* Work to do *
Rewrite every one of the records below as a Markdown table with two columns, Row and Line: put the row number in Row and the line in Line, leaving out any blank lines.

<<<<

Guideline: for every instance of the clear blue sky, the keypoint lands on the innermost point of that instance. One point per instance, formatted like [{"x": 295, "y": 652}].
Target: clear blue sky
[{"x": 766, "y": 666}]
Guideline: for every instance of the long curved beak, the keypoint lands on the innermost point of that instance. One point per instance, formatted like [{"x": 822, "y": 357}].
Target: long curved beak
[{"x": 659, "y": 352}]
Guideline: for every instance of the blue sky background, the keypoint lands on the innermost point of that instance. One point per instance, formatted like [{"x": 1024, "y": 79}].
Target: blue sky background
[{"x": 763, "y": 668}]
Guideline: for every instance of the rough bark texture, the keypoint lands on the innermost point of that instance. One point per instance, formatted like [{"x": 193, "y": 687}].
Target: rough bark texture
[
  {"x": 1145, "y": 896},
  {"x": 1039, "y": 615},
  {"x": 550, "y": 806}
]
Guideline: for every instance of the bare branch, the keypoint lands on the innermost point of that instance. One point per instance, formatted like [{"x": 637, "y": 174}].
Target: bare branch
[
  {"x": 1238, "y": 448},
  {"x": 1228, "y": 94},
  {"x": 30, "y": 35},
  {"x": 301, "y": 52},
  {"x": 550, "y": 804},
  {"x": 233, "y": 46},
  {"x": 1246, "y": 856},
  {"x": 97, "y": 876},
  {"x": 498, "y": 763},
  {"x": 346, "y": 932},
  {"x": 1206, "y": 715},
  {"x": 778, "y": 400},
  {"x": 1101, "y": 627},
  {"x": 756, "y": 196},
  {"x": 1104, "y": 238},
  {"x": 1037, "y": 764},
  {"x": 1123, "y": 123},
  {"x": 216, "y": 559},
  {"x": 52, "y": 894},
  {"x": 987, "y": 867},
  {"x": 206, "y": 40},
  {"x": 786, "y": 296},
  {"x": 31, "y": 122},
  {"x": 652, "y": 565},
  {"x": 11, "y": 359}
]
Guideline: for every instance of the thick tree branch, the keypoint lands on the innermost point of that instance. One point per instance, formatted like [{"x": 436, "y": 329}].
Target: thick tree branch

>>>>

* Reply to the task *
| Row | Line |
|---|---|
| 1 | Guideline: for every instance of the clear blue sky, the keypoint lands on the innermost point of that instance. One point per instance, formatted like [{"x": 295, "y": 652}]. |
| 2 | Target: clear blue sky |
| 3 | [{"x": 766, "y": 666}] |
| 4 | Guideline: for every instance of the long curved beak, the keypoint lands on the innermost point of that instance. One point per instance, formatted like [{"x": 822, "y": 357}]. |
| 5 | Target: long curved beak |
| 6 | [{"x": 659, "y": 352}] |
| 7 | Guideline: for every instance of the blue sky background, the keypoint lands on the innermost point of that instance. One point per instance, formatted like [{"x": 1024, "y": 79}]. |
| 8 | Target: blue sky background |
| 9 | [{"x": 763, "y": 668}] |
| 10 | Guideline: for every instance of the rough bark texture, the keypoint lands on the innermost point of that instance. One point per instance, formatted like [{"x": 193, "y": 687}]. |
| 11 | Target: rough bark texture |
| 12 | [ |
| 13 |   {"x": 1145, "y": 896}, |
| 14 |   {"x": 1039, "y": 615}, |
| 15 |   {"x": 550, "y": 806} |
| 16 | ] |
| 17 | Guideline: for every instance of the bare branch, the keypoint lands on the innermost point of that instance. One point per instance, formatted like [{"x": 637, "y": 174}]. |
| 18 | Target: bare branch |
| 19 | [ |
| 20 |   {"x": 1238, "y": 448}, |
| 21 |   {"x": 1228, "y": 94}, |
| 22 |   {"x": 30, "y": 35}, |
| 23 |   {"x": 301, "y": 52}, |
| 24 |   {"x": 550, "y": 804}, |
| 25 |   {"x": 233, "y": 46}, |
| 26 |   {"x": 1246, "y": 856}, |
| 27 |   {"x": 97, "y": 876}, |
| 28 |   {"x": 498, "y": 763}, |
| 29 |   {"x": 346, "y": 932}, |
| 30 |   {"x": 1206, "y": 715}, |
| 31 |   {"x": 778, "y": 400}, |
| 32 |   {"x": 1101, "y": 627}, |
| 33 |   {"x": 756, "y": 196}, |
| 34 |   {"x": 1104, "y": 238}, |
| 35 |   {"x": 1037, "y": 764}, |
| 36 |   {"x": 1123, "y": 123}, |
| 37 |   {"x": 216, "y": 559}, |
| 38 |   {"x": 52, "y": 894}, |
| 39 |   {"x": 987, "y": 867}, |
| 40 |   {"x": 206, "y": 40}, |
| 41 |   {"x": 786, "y": 296}, |
| 42 |   {"x": 31, "y": 122}, |
| 43 |   {"x": 652, "y": 565}, |
| 44 |   {"x": 11, "y": 359} |
| 45 | ] |
| 46 | Guideline: for every instance of the thick tree branch, the keypoint lands on the innermost point of that instance. One point per instance, formatted like [{"x": 436, "y": 329}]. |
| 47 | Target: thick tree branch |